| WORK ORDER |
Print, exactly as they stand, the lines below from the one that has "[indicate] the silver" to the one that has "Target: the black high heel shoe", inclusive, leaving out the pictures.

Records contained in a dataset
»»

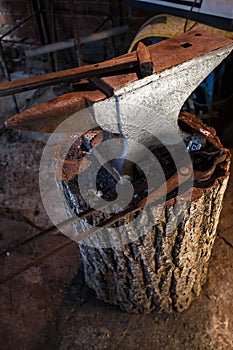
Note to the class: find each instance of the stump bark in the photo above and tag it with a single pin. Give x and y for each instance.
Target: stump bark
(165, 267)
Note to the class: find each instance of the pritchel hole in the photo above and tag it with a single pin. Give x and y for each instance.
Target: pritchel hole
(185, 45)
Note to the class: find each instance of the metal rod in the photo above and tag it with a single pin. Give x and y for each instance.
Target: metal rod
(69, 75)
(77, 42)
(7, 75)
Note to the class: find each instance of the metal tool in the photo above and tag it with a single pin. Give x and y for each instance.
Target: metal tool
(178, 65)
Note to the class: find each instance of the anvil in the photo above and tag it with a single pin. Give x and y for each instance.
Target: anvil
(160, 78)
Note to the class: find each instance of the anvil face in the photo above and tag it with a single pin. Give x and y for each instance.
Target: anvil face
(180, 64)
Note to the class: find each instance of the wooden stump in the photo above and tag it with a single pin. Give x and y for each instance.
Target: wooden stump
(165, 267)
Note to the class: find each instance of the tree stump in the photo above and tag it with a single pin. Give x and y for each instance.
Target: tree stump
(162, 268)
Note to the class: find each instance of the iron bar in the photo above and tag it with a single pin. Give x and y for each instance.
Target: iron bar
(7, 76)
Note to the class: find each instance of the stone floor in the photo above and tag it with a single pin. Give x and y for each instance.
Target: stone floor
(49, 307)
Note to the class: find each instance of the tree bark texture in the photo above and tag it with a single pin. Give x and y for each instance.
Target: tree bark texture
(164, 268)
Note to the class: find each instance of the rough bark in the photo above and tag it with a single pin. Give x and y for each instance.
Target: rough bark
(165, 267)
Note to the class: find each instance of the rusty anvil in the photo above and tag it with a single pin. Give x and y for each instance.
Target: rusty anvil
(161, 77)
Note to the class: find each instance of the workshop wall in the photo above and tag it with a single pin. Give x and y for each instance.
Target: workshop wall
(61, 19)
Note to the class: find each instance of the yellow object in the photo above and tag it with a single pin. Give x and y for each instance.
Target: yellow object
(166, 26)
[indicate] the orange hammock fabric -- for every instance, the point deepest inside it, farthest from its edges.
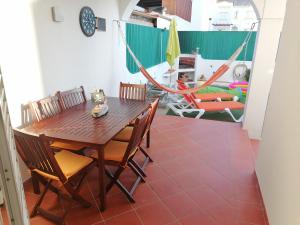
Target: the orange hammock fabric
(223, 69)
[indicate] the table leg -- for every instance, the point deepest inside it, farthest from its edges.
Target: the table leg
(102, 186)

««
»»

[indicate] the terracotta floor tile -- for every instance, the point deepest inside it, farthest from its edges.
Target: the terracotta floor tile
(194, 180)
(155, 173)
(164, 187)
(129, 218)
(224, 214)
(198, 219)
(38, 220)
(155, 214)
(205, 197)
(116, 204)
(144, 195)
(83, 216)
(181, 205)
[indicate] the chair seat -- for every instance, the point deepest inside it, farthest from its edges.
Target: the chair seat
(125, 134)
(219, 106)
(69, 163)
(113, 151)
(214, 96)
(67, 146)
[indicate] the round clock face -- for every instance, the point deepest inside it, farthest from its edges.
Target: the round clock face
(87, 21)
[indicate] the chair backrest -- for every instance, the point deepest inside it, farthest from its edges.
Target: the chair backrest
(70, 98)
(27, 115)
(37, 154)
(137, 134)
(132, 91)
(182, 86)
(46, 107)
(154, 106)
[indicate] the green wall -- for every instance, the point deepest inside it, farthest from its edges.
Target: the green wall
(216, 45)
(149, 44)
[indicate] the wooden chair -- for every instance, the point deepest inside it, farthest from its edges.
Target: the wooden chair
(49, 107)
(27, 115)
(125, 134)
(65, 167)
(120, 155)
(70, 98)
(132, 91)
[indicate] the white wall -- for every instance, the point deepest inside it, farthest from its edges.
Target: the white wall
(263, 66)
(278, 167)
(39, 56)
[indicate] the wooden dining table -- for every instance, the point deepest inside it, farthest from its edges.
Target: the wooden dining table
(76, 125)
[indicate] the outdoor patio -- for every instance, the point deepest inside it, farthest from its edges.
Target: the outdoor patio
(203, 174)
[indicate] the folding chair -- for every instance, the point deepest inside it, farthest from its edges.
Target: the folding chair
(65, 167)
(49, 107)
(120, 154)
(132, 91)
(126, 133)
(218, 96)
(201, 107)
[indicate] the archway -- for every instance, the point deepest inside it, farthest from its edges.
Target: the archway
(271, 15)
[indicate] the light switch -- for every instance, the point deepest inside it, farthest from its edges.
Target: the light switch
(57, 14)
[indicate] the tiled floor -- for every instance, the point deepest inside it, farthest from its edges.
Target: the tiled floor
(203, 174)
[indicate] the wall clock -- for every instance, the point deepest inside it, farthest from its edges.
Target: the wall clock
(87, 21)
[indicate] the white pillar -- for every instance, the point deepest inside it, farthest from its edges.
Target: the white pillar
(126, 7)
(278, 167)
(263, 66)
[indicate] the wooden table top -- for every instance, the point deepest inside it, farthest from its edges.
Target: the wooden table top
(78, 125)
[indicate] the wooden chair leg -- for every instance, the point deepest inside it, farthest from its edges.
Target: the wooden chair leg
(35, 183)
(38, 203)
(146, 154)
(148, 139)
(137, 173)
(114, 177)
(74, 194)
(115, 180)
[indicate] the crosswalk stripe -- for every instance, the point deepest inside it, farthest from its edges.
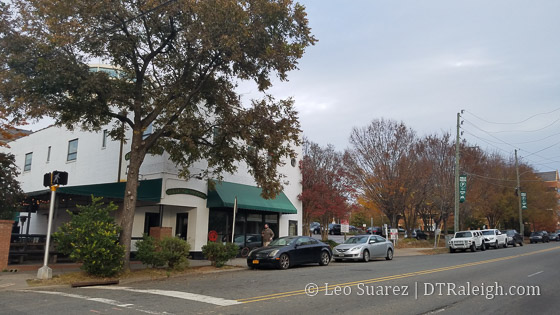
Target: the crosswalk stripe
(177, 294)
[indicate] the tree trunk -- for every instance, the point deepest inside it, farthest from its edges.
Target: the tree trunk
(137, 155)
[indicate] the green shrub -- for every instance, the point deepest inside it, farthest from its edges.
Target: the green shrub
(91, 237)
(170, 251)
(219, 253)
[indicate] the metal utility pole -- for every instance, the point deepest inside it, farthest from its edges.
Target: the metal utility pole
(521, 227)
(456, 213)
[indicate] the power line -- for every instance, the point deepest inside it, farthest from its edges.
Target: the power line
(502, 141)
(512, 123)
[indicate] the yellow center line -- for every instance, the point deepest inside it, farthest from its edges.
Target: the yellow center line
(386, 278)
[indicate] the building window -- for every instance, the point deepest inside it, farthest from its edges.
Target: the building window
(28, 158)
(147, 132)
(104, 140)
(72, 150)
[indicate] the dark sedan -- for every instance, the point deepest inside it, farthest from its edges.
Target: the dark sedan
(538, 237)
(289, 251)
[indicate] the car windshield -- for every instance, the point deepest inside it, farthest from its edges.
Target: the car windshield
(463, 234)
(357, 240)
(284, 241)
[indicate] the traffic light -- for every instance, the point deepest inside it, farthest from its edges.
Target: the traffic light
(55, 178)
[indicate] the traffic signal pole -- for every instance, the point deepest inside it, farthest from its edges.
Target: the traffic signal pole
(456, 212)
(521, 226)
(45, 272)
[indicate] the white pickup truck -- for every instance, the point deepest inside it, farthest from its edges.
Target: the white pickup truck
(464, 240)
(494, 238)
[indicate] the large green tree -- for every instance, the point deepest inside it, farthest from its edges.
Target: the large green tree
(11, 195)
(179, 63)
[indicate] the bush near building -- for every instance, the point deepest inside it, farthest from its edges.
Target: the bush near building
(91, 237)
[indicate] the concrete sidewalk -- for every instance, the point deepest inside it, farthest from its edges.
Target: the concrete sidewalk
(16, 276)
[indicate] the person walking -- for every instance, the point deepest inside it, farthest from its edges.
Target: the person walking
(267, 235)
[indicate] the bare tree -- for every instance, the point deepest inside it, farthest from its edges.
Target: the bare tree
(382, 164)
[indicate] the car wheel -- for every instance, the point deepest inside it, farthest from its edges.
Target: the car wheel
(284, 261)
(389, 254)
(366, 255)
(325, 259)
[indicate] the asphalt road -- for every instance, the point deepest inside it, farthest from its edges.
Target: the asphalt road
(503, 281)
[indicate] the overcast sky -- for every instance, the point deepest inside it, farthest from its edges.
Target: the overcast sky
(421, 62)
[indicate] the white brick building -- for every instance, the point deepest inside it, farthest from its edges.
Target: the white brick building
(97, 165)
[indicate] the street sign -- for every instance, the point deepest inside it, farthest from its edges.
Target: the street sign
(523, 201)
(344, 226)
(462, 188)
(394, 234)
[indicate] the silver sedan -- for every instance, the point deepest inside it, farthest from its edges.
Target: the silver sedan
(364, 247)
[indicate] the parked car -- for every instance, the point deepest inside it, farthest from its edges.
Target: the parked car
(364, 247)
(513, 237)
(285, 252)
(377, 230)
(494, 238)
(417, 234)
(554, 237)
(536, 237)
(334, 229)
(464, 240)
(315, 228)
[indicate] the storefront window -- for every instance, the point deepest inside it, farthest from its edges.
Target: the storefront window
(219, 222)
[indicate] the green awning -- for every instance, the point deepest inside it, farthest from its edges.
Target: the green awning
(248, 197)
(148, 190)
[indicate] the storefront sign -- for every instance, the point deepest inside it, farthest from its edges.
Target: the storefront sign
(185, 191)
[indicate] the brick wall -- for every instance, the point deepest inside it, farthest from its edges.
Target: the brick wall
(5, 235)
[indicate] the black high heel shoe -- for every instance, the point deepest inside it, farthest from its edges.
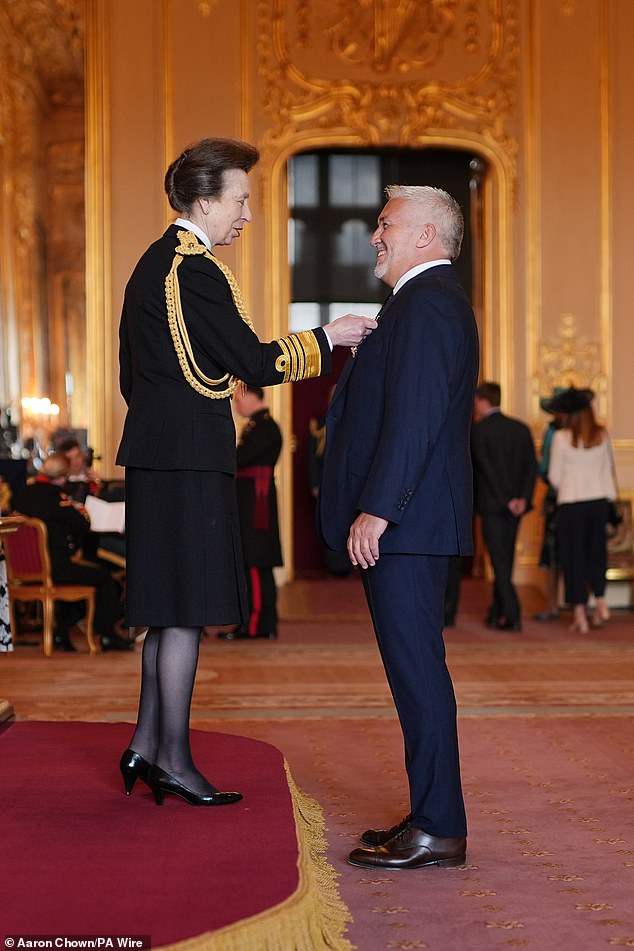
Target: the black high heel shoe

««

| RESPONSE TO THE EXERCISE |
[indicate] the silver sedan -- for every instance, the point deepest inside it, farthest from its edges.
Target: the silver sedan
(364, 247)
[indicate] the parked car -- for every instance, the point deepest inside it, farthest from its edges.
Target: the parked car
(364, 247)
(513, 237)
(285, 252)
(377, 230)
(494, 238)
(417, 234)
(554, 237)
(536, 237)
(334, 229)
(464, 240)
(315, 228)
[indicate] the storefront window -- for every instance, the point deepest inside it, farthest from its edges.
Target: the storefront window
(219, 222)
[indicate] the green awning -- for every instance, the point deepest inside it, farthest from its edges.
Target: the green awning
(248, 197)
(148, 190)
[indicate] the storefront sign -- for every instance, the point deepest inside it, farthest from its edges.
Target: the storefront sign
(185, 191)
[indicate] the brick wall -- for every instance, the point deepest inside it, farthest from its edges.
Target: the brick wall
(5, 235)
[indicate] the black high heel shoe -- for every instance, the point deepest inside it, farthest from its edges.
Target: the black high heel shoe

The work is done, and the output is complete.